[START OF INPUT DATA]
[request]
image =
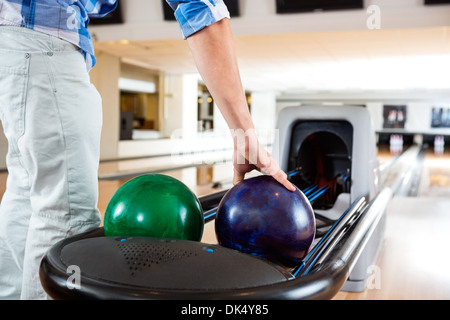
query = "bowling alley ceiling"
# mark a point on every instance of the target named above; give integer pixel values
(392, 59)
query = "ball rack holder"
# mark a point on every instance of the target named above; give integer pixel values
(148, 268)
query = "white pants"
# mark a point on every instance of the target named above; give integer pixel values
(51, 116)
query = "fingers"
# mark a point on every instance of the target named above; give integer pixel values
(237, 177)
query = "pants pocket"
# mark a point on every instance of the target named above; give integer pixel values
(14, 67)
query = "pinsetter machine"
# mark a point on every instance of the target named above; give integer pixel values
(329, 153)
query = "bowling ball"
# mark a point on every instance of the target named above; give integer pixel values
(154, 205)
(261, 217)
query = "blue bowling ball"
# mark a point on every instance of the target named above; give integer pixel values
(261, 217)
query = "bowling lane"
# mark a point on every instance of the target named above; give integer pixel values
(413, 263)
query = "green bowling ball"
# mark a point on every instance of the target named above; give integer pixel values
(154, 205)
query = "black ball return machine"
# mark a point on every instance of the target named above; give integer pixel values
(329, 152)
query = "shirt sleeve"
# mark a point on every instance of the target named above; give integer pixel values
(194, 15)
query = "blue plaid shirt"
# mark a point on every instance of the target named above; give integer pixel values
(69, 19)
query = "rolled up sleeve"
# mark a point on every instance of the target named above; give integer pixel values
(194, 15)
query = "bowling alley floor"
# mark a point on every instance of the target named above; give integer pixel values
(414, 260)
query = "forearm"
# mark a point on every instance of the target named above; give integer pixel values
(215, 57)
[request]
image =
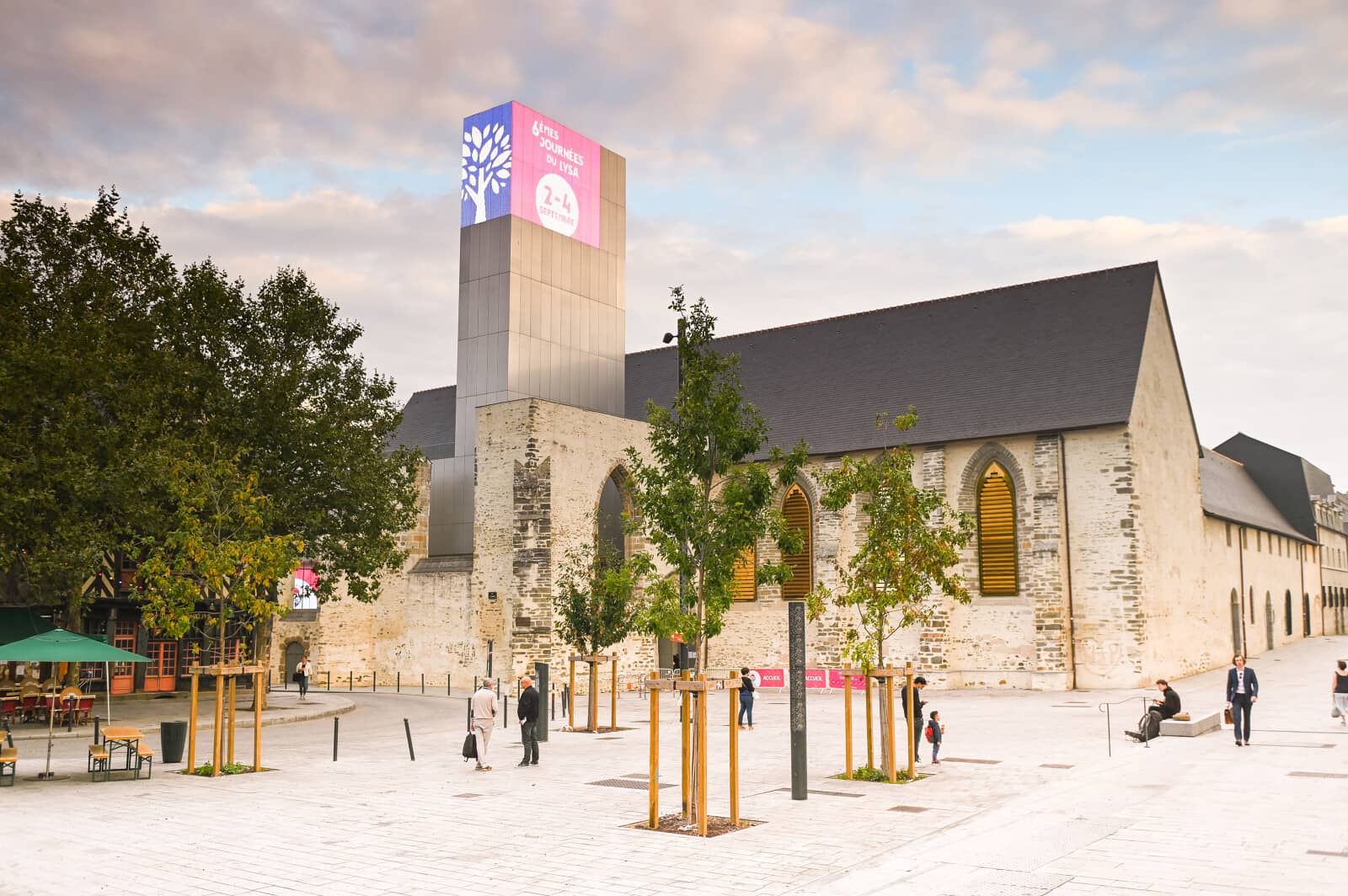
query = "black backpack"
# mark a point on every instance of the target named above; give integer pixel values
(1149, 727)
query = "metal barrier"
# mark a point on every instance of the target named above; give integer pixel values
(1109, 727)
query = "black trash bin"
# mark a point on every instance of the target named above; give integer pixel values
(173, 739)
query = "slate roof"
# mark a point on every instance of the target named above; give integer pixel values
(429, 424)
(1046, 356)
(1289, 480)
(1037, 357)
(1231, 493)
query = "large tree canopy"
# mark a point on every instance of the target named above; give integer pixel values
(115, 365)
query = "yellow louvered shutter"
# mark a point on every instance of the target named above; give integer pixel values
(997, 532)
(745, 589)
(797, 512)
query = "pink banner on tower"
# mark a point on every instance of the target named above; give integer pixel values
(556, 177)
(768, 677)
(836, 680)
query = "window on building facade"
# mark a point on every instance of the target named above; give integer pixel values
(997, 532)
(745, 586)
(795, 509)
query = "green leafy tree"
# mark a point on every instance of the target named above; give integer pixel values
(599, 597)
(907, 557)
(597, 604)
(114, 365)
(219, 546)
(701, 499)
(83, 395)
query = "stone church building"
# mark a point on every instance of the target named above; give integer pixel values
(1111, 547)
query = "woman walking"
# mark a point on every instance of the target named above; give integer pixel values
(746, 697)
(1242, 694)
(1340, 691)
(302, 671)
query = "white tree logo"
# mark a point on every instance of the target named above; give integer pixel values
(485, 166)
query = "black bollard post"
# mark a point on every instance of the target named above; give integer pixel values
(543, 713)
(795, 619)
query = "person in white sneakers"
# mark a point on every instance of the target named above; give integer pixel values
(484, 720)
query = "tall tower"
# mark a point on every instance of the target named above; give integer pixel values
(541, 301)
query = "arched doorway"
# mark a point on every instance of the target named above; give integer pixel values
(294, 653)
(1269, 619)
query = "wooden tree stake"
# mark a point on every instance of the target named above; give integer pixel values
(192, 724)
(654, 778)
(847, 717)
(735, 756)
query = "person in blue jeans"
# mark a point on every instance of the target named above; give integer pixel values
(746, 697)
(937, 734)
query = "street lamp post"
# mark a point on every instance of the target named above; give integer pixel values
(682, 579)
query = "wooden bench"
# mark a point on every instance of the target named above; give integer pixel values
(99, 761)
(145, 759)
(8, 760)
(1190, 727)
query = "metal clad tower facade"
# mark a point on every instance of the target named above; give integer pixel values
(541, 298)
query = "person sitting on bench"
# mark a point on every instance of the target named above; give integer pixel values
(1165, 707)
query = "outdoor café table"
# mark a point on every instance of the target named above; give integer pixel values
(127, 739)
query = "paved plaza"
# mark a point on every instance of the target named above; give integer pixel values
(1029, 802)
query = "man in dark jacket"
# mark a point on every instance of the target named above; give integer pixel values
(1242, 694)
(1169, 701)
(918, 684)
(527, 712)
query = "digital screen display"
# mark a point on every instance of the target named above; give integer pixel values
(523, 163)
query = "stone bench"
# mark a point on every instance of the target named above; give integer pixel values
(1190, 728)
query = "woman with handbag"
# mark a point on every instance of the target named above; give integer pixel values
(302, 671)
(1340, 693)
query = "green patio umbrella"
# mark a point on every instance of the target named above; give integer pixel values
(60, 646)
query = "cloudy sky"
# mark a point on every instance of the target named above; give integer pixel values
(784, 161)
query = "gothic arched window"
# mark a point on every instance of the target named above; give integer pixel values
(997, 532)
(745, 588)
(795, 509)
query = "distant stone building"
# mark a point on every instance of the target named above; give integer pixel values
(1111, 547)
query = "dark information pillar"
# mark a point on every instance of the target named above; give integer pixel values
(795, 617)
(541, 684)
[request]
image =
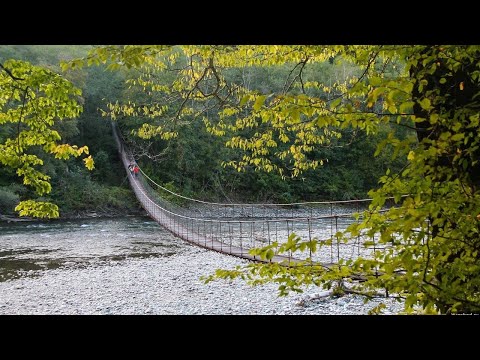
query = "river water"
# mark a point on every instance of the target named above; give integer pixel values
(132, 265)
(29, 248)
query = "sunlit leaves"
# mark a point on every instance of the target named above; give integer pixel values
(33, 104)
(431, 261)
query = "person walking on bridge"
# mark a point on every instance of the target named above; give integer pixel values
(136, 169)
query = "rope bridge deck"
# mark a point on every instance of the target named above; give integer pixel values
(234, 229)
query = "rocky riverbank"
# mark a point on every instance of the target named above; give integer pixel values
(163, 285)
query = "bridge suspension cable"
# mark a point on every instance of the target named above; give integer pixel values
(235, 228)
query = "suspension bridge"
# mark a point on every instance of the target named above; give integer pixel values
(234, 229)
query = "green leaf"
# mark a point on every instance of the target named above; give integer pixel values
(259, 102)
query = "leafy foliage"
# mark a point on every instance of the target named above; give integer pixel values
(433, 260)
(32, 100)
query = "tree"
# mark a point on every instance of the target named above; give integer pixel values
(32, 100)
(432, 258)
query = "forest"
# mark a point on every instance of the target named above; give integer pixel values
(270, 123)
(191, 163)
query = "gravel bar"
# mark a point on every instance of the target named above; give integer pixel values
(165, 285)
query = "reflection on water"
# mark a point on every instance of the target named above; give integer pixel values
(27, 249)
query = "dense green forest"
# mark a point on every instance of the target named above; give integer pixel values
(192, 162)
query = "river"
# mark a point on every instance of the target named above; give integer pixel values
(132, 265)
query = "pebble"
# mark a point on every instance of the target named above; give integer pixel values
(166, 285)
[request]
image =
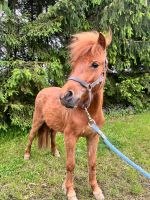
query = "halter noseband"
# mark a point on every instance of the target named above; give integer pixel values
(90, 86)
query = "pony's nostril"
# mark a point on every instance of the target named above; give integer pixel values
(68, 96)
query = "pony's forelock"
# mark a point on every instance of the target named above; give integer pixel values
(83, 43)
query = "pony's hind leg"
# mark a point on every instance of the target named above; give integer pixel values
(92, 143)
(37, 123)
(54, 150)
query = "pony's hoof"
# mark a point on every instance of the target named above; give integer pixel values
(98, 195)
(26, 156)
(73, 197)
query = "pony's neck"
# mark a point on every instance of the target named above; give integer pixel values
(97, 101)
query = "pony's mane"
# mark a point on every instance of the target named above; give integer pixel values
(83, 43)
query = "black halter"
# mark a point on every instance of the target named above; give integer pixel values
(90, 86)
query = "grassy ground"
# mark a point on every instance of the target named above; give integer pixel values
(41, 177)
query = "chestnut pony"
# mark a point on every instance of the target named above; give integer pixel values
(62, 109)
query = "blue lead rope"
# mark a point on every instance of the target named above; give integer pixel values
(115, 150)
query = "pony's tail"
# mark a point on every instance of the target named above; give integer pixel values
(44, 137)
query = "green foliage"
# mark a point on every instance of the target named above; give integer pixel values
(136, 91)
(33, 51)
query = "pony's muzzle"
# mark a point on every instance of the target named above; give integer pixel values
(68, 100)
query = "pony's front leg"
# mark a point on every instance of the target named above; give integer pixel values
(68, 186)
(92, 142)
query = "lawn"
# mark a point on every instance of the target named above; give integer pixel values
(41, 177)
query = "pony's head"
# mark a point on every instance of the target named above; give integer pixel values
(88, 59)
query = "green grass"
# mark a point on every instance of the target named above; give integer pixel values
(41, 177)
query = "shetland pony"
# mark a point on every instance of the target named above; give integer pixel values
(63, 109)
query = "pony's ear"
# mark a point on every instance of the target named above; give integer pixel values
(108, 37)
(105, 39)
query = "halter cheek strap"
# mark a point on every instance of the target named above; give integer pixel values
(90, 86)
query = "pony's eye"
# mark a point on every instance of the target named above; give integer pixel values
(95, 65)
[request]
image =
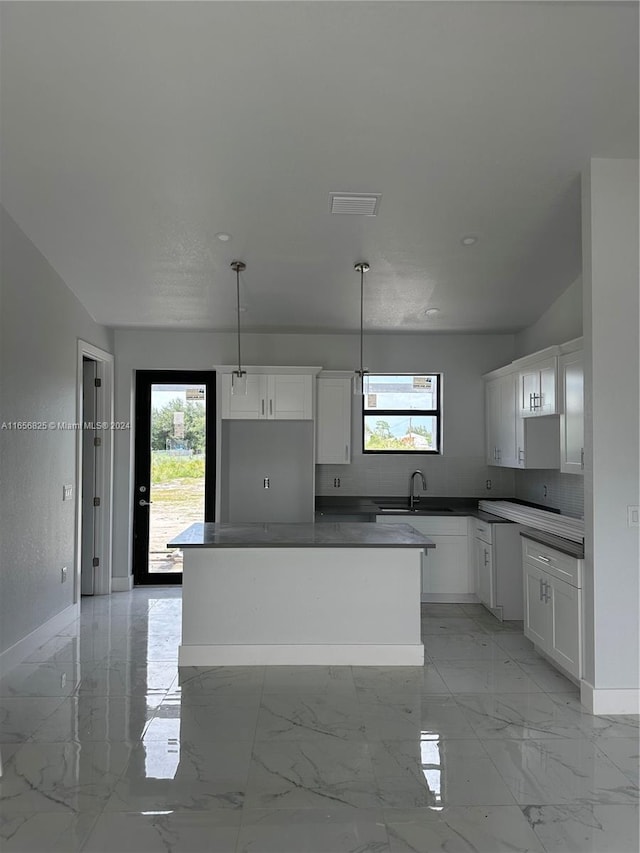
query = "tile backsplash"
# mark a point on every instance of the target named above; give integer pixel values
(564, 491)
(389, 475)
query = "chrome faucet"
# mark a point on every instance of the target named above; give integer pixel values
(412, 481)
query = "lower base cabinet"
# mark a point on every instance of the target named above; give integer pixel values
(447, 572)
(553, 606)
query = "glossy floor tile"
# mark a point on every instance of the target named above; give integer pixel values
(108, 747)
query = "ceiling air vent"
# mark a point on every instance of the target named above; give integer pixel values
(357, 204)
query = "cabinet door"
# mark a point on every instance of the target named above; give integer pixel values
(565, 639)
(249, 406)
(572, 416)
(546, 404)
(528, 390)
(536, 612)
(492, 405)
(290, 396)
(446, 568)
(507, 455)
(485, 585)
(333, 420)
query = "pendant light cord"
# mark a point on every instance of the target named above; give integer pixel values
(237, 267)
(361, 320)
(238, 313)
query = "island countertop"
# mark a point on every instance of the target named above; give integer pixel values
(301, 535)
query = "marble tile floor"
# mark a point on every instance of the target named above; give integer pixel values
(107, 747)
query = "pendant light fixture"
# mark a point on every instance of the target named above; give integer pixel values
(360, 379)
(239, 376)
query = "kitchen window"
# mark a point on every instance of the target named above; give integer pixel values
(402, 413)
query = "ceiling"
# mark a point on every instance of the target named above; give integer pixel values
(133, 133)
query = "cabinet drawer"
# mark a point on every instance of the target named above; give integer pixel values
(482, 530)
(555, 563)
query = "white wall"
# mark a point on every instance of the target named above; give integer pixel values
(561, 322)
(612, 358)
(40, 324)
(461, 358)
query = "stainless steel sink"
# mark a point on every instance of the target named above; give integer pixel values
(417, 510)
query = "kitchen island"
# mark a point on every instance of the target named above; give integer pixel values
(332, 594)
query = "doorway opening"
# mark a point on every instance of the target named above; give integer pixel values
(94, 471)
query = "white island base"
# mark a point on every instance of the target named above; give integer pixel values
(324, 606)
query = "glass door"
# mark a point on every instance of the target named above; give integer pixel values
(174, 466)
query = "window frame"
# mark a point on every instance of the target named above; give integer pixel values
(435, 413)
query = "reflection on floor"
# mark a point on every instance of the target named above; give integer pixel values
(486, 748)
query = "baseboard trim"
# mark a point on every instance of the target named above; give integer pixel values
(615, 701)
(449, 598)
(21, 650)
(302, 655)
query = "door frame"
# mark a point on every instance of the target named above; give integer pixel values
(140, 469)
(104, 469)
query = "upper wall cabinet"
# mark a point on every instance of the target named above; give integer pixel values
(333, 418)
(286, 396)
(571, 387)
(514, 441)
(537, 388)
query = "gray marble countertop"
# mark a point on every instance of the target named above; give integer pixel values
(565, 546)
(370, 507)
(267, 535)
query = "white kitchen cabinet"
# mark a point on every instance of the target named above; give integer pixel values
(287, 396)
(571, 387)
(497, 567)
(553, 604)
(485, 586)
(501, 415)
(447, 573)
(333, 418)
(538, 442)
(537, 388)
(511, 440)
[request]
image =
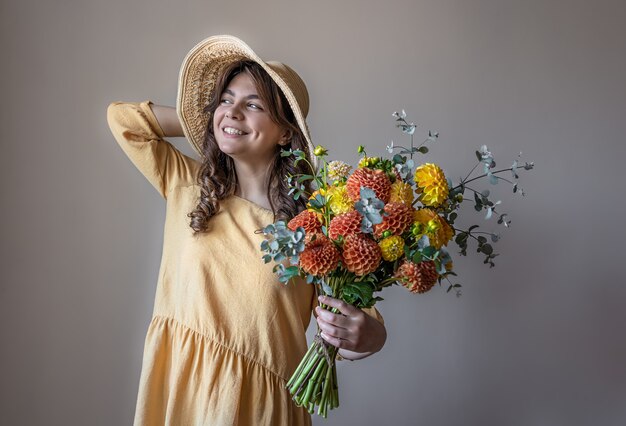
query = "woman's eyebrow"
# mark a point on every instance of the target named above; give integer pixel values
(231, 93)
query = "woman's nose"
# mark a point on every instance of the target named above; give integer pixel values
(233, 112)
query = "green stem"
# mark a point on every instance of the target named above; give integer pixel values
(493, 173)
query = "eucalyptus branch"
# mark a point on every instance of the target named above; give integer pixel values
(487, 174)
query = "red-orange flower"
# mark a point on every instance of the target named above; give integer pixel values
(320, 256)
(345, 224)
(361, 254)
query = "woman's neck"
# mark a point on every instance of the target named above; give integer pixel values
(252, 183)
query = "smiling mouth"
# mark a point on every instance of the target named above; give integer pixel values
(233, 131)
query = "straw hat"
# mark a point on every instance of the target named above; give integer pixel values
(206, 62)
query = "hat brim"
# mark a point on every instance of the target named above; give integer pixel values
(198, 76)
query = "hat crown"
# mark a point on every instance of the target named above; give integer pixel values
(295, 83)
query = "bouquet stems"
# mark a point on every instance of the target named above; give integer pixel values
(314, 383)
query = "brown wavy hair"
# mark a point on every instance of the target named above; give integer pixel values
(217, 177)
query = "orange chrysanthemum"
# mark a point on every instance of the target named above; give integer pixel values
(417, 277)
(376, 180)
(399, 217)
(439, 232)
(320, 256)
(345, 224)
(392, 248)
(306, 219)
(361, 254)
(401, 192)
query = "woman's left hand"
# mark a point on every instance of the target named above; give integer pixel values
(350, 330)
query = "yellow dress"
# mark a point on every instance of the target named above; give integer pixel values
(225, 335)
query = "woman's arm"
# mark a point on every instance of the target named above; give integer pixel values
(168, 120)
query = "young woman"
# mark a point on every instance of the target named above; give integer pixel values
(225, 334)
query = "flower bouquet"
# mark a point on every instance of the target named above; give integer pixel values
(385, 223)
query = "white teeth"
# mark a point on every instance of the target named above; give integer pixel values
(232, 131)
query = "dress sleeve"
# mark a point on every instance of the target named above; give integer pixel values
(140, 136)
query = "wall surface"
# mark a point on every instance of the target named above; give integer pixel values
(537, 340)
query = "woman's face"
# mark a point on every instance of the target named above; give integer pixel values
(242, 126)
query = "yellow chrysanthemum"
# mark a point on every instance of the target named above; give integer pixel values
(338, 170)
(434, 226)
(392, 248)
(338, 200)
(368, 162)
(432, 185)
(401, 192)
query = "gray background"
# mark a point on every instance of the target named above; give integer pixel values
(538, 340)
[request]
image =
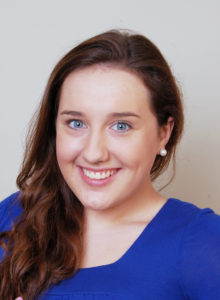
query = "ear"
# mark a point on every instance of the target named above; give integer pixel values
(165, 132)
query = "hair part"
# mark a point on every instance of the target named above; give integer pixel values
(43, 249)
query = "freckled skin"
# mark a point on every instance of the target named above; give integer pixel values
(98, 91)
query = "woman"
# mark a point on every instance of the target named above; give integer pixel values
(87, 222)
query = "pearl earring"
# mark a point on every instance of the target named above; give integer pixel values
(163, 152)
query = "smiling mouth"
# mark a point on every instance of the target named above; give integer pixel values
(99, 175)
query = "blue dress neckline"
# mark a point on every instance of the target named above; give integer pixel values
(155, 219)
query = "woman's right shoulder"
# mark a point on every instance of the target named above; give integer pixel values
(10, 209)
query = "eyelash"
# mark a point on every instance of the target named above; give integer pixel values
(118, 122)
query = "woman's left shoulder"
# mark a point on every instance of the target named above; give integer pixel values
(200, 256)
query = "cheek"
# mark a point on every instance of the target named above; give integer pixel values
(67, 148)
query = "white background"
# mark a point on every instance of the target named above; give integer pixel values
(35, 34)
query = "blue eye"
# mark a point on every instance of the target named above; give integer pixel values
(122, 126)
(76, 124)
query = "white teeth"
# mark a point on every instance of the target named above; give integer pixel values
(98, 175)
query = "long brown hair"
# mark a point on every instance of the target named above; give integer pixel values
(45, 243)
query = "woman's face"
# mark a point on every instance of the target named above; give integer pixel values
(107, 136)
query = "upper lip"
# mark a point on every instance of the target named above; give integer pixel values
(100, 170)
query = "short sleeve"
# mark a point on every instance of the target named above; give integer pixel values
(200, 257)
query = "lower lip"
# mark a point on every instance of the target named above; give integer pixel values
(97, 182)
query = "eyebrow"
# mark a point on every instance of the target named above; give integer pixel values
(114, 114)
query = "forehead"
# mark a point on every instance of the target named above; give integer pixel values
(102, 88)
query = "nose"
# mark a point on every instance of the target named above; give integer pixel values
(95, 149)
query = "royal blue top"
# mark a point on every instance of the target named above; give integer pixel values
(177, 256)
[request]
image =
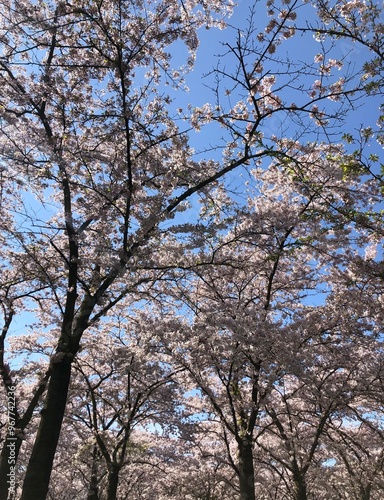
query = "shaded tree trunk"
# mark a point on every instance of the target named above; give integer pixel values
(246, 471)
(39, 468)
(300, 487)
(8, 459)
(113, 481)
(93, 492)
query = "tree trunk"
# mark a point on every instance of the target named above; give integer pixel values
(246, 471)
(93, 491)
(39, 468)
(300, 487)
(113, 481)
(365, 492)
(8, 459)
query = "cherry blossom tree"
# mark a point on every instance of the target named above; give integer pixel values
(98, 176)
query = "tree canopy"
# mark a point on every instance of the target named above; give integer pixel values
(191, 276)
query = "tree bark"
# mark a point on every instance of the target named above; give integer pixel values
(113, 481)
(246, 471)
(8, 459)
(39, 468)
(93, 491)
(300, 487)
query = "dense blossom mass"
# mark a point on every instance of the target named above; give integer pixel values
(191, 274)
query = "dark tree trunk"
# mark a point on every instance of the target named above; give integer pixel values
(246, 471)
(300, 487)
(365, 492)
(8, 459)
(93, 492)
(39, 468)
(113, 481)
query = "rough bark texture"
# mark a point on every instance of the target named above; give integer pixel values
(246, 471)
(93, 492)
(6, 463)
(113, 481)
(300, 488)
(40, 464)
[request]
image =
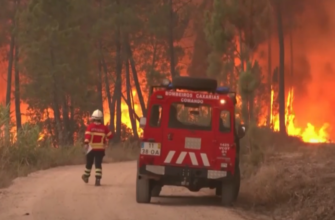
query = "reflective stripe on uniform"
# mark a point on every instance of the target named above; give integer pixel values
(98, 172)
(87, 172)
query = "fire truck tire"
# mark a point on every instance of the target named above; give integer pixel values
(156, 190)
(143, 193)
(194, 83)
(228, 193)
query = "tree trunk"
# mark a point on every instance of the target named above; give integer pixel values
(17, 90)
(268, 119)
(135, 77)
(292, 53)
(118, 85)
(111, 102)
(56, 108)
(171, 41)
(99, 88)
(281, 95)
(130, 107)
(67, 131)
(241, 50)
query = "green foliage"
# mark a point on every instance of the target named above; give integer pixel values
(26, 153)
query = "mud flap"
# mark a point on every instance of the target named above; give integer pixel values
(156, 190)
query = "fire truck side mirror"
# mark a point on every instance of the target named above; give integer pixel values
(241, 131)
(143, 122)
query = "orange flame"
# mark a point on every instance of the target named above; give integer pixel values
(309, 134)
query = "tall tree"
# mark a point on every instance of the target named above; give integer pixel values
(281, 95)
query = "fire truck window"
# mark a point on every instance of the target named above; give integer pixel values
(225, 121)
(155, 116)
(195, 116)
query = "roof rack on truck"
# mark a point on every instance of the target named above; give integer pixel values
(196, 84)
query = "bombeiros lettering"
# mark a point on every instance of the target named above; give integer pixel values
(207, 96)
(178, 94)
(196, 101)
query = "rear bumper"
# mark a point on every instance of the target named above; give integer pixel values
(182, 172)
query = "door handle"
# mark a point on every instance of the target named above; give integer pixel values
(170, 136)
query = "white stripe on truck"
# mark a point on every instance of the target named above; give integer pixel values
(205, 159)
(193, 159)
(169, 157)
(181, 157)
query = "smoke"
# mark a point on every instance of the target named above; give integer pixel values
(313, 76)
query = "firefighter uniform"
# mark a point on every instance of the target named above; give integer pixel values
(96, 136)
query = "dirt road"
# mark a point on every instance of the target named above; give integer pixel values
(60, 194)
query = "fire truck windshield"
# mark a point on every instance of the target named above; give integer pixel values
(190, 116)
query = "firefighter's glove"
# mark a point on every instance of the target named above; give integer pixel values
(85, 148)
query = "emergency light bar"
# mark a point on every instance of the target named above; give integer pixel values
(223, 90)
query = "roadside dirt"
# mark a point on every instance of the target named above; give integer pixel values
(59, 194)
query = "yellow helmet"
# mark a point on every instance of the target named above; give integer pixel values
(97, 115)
[END OF INPUT DATA]
** TO BE DONE **
Locate every line in the records above that contains the string "bark", and copy each such line. Matching is case-sensitive.

** COMPLETE ANSWER **
query = "tree bark"
query = "rough bark texture"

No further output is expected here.